◆ Set problem ◆
Pick out every line in the entries below that contains the string "belt" and copy each such line in full.

Entries for pointing and labeling
____________________

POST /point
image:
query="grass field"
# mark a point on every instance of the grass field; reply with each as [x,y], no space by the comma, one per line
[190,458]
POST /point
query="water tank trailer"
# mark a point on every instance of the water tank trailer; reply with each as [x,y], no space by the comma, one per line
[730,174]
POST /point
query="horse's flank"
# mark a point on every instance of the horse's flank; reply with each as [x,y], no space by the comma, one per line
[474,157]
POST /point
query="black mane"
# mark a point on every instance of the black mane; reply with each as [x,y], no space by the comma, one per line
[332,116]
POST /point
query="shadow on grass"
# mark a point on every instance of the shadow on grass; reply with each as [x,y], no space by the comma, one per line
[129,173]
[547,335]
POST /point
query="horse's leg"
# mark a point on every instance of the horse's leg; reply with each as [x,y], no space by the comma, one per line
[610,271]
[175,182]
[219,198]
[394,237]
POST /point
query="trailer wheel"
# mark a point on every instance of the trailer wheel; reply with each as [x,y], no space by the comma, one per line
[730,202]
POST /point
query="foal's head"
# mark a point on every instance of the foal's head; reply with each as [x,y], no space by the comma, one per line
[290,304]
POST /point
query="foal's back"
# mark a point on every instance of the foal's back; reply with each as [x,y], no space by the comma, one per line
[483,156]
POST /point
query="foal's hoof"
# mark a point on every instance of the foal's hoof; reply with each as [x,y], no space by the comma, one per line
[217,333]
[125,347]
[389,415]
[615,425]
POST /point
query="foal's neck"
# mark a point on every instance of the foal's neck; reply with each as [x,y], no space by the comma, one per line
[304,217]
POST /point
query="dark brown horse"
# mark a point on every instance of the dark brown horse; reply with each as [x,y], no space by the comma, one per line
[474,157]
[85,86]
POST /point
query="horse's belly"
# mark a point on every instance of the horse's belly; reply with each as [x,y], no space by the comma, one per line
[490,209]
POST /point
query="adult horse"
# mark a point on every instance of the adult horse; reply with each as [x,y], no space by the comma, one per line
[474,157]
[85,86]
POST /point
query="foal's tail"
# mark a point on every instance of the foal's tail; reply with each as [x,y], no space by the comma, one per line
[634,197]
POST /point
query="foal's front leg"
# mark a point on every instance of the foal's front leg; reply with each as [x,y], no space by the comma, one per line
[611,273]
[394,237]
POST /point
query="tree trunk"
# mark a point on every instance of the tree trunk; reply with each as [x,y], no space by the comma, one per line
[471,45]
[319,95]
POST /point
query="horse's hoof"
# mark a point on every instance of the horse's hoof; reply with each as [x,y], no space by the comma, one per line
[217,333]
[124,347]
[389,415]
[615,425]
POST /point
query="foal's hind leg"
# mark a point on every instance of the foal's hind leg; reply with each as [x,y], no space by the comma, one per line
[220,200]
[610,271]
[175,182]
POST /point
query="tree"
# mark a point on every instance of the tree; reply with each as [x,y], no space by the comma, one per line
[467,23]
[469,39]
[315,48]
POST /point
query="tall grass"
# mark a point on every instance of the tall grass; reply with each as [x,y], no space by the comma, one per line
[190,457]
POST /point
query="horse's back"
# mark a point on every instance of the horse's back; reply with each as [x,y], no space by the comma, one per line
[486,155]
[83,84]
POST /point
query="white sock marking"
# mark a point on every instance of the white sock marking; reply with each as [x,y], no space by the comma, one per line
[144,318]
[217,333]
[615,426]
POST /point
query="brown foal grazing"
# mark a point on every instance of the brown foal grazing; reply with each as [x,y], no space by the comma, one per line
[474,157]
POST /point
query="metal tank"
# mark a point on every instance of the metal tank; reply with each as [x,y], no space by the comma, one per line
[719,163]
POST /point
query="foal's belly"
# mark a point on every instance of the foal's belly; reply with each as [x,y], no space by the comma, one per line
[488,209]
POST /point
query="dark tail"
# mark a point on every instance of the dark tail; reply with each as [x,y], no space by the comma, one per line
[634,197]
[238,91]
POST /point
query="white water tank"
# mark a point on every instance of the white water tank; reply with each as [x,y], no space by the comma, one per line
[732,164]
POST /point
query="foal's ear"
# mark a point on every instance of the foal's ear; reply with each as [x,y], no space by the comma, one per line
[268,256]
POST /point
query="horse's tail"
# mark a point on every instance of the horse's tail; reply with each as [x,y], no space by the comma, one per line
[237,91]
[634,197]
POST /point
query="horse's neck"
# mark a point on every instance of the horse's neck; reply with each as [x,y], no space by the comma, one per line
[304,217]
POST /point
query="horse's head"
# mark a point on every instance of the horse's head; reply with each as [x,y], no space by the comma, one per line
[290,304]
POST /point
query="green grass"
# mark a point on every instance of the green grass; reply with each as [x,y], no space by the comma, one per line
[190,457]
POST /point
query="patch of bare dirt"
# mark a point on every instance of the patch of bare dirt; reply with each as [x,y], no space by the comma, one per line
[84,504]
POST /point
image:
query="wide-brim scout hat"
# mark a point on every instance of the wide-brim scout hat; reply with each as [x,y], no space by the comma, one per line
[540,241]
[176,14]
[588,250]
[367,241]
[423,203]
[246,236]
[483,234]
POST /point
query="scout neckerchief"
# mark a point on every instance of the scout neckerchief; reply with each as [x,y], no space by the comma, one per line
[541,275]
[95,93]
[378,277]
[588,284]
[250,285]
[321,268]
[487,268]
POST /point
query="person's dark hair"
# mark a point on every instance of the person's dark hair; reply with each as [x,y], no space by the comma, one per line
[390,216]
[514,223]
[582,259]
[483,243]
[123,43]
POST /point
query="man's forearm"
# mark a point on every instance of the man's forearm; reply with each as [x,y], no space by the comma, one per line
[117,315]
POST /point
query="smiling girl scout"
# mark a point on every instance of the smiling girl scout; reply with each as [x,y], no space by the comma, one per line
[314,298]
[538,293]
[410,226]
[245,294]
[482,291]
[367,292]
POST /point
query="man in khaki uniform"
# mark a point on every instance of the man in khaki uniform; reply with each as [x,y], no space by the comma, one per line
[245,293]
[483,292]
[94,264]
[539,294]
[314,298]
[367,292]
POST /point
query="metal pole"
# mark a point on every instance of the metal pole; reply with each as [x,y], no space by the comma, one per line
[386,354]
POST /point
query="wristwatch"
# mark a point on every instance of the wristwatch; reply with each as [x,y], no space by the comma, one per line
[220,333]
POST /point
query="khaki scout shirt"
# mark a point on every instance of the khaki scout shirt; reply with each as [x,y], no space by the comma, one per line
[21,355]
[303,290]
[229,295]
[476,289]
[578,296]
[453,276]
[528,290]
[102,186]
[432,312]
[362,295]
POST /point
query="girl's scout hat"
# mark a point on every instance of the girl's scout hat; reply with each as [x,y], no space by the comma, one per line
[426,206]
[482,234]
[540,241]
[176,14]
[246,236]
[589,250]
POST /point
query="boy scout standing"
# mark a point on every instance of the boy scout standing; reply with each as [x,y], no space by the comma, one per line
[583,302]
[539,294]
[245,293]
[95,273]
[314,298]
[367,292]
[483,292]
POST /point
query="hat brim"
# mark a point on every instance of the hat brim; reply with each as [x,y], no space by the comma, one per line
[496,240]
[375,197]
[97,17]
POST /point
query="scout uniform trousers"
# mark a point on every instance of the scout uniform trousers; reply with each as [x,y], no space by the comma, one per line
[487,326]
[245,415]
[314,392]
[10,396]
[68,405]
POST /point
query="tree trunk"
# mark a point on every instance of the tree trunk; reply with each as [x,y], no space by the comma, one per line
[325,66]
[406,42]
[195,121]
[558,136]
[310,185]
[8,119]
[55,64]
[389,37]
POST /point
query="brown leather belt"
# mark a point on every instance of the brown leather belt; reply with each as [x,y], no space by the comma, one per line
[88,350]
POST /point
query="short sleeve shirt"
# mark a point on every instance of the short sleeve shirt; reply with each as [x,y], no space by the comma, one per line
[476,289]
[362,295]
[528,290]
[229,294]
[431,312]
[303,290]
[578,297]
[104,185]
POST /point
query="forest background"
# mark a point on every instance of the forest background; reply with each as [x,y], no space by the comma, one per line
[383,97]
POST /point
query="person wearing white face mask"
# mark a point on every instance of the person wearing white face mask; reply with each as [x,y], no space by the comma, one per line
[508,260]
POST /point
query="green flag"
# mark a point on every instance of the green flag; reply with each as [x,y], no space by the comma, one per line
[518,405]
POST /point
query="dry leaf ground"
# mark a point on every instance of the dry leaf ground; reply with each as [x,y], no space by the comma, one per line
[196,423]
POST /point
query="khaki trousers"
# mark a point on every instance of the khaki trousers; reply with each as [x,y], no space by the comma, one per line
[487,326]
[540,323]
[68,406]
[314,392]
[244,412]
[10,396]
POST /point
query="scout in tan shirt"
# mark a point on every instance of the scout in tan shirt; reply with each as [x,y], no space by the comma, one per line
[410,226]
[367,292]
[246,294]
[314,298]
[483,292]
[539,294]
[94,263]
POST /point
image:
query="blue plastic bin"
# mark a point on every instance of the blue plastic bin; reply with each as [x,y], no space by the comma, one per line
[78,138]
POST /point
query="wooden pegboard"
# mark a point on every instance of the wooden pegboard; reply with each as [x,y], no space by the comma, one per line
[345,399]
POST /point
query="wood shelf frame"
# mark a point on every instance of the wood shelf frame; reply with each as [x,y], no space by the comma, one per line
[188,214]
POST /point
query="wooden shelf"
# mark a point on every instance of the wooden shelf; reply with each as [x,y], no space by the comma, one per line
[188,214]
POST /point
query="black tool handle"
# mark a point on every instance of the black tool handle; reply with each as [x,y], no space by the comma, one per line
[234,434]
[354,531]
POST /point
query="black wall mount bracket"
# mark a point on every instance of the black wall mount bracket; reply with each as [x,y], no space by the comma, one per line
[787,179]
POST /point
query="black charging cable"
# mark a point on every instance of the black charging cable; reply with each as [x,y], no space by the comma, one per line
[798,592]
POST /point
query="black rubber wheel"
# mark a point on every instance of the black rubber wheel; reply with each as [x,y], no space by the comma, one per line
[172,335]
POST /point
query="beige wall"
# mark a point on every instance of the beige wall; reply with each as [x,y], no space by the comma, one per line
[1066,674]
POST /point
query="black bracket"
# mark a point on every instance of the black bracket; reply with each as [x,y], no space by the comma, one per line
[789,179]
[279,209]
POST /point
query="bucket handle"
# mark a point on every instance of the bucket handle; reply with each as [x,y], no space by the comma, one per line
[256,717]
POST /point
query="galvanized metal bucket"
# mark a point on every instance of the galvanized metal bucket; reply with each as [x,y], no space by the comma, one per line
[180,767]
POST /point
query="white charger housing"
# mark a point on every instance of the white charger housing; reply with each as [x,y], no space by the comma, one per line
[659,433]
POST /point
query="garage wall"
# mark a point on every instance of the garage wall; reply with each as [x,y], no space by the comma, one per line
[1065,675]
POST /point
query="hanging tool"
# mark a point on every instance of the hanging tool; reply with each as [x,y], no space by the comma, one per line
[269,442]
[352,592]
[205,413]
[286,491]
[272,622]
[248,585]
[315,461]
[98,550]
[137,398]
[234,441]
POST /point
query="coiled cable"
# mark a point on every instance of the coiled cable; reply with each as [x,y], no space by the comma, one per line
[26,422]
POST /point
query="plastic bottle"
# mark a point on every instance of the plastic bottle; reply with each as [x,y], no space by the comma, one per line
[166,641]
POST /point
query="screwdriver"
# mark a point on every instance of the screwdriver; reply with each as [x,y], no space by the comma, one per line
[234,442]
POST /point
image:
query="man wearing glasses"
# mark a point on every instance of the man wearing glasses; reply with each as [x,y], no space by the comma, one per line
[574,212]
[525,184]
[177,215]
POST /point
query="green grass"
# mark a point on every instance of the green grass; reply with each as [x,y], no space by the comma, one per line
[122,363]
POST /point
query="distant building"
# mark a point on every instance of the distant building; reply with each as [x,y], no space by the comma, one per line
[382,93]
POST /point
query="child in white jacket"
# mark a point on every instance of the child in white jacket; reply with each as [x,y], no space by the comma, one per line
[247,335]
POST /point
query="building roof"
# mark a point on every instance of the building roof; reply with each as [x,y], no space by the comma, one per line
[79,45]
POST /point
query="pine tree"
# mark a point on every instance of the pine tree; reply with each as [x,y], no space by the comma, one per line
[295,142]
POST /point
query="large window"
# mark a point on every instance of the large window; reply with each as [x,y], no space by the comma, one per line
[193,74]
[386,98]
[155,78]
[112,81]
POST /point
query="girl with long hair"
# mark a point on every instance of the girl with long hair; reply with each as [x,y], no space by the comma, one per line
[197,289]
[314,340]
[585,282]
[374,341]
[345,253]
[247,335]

____________________

◆ Response to the task ◆
query="brown leather belt"
# mark a point on every instance of the brown leather belt; reply with each as [x,y], no space by the comma, one per line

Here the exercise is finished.